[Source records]
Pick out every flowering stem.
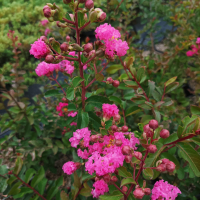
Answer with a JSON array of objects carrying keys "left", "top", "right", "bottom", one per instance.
[
  {"left": 12, "top": 173, "right": 47, "bottom": 200},
  {"left": 75, "top": 6, "right": 86, "bottom": 109},
  {"left": 119, "top": 56, "right": 149, "bottom": 102},
  {"left": 63, "top": 17, "right": 75, "bottom": 25},
  {"left": 52, "top": 75, "right": 67, "bottom": 96},
  {"left": 79, "top": 21, "right": 90, "bottom": 31},
  {"left": 113, "top": 183, "right": 126, "bottom": 195}
]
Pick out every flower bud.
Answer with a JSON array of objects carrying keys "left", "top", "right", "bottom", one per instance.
[
  {"left": 143, "top": 124, "right": 151, "bottom": 133},
  {"left": 156, "top": 164, "right": 166, "bottom": 172},
  {"left": 63, "top": 0, "right": 72, "bottom": 4},
  {"left": 166, "top": 161, "right": 176, "bottom": 172},
  {"left": 122, "top": 145, "right": 131, "bottom": 155},
  {"left": 60, "top": 42, "right": 68, "bottom": 51},
  {"left": 112, "top": 80, "right": 119, "bottom": 87},
  {"left": 134, "top": 151, "right": 142, "bottom": 159},
  {"left": 144, "top": 188, "right": 151, "bottom": 195},
  {"left": 111, "top": 176, "right": 118, "bottom": 182},
  {"left": 149, "top": 119, "right": 158, "bottom": 130},
  {"left": 43, "top": 5, "right": 51, "bottom": 18},
  {"left": 133, "top": 188, "right": 144, "bottom": 199},
  {"left": 62, "top": 97, "right": 68, "bottom": 103},
  {"left": 146, "top": 130, "right": 153, "bottom": 137},
  {"left": 125, "top": 156, "right": 132, "bottom": 163},
  {"left": 147, "top": 144, "right": 157, "bottom": 153},
  {"left": 113, "top": 114, "right": 121, "bottom": 121},
  {"left": 106, "top": 77, "right": 113, "bottom": 84},
  {"left": 66, "top": 35, "right": 70, "bottom": 42},
  {"left": 90, "top": 135, "right": 98, "bottom": 142},
  {"left": 103, "top": 174, "right": 111, "bottom": 183},
  {"left": 122, "top": 126, "right": 128, "bottom": 132},
  {"left": 160, "top": 129, "right": 170, "bottom": 139},
  {"left": 83, "top": 43, "right": 93, "bottom": 53},
  {"left": 115, "top": 139, "right": 122, "bottom": 147},
  {"left": 162, "top": 158, "right": 170, "bottom": 164},
  {"left": 45, "top": 55, "right": 54, "bottom": 63},
  {"left": 97, "top": 12, "right": 106, "bottom": 22},
  {"left": 85, "top": 0, "right": 94, "bottom": 9},
  {"left": 78, "top": 0, "right": 86, "bottom": 3},
  {"left": 122, "top": 186, "right": 128, "bottom": 193}
]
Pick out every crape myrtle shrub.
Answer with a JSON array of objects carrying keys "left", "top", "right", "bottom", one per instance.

◆ **What you have to do**: Return every line of the records above verbatim, omitting the pictures.

◆ **Reply to the exercise**:
Pick out every flowering stem.
Answer with a JSON array of objects carrying keys "left", "top", "right", "bottom", one per instance.
[
  {"left": 12, "top": 173, "right": 47, "bottom": 200},
  {"left": 75, "top": 6, "right": 86, "bottom": 109},
  {"left": 119, "top": 56, "right": 149, "bottom": 102},
  {"left": 63, "top": 17, "right": 75, "bottom": 25},
  {"left": 52, "top": 75, "right": 67, "bottom": 96},
  {"left": 79, "top": 21, "right": 90, "bottom": 31},
  {"left": 113, "top": 183, "right": 126, "bottom": 195}
]
Pick out every flower bud.
Answer with a JSON array of objects carrying keys "left", "top", "right", "bottom", one per instance.
[
  {"left": 143, "top": 124, "right": 151, "bottom": 133},
  {"left": 156, "top": 164, "right": 166, "bottom": 172},
  {"left": 63, "top": 0, "right": 72, "bottom": 4},
  {"left": 166, "top": 161, "right": 176, "bottom": 172},
  {"left": 122, "top": 145, "right": 131, "bottom": 155},
  {"left": 60, "top": 42, "right": 68, "bottom": 51},
  {"left": 112, "top": 80, "right": 119, "bottom": 87},
  {"left": 134, "top": 151, "right": 142, "bottom": 159},
  {"left": 144, "top": 188, "right": 151, "bottom": 195},
  {"left": 111, "top": 176, "right": 118, "bottom": 182},
  {"left": 149, "top": 119, "right": 158, "bottom": 130},
  {"left": 43, "top": 5, "right": 51, "bottom": 18},
  {"left": 133, "top": 188, "right": 144, "bottom": 199},
  {"left": 62, "top": 97, "right": 68, "bottom": 103},
  {"left": 146, "top": 130, "right": 153, "bottom": 137},
  {"left": 125, "top": 156, "right": 132, "bottom": 163},
  {"left": 147, "top": 144, "right": 157, "bottom": 153},
  {"left": 113, "top": 114, "right": 121, "bottom": 121},
  {"left": 106, "top": 77, "right": 113, "bottom": 84},
  {"left": 66, "top": 35, "right": 70, "bottom": 42},
  {"left": 90, "top": 135, "right": 98, "bottom": 142},
  {"left": 103, "top": 174, "right": 111, "bottom": 183},
  {"left": 122, "top": 126, "right": 128, "bottom": 132},
  {"left": 160, "top": 129, "right": 170, "bottom": 139},
  {"left": 83, "top": 43, "right": 93, "bottom": 53},
  {"left": 115, "top": 139, "right": 122, "bottom": 147},
  {"left": 162, "top": 158, "right": 170, "bottom": 164},
  {"left": 45, "top": 55, "right": 54, "bottom": 63},
  {"left": 97, "top": 12, "right": 106, "bottom": 22},
  {"left": 85, "top": 0, "right": 94, "bottom": 9},
  {"left": 78, "top": 0, "right": 86, "bottom": 3},
  {"left": 122, "top": 186, "right": 128, "bottom": 193}
]
Pick out every crape myrtle shrub.
Answer with a JSON array of objects carrying keys "left", "top", "right", "bottom", one per instance.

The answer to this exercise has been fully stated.